__What the task asks__.
Write every line below out again exactly, images omitted.

[Stored items]
--- START ---
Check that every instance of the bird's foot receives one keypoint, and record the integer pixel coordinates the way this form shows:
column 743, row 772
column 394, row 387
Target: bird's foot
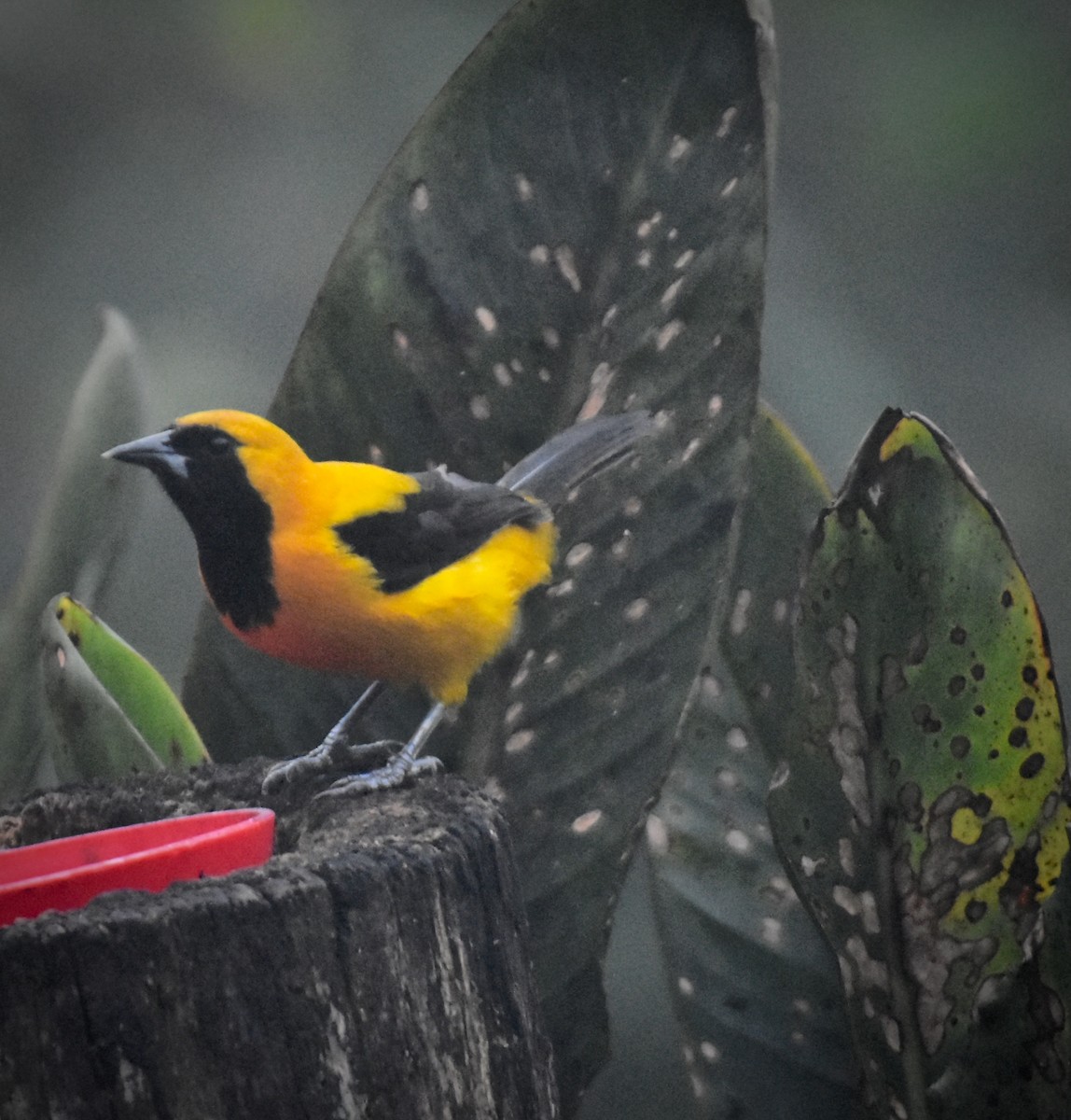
column 331, row 757
column 392, row 774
--- END ---
__Task solution__.
Check that every instance of the bird's foot receives one keypoint, and record the integer pixel coordinates the way this form shows:
column 743, row 772
column 394, row 387
Target: bird's foot
column 331, row 757
column 392, row 774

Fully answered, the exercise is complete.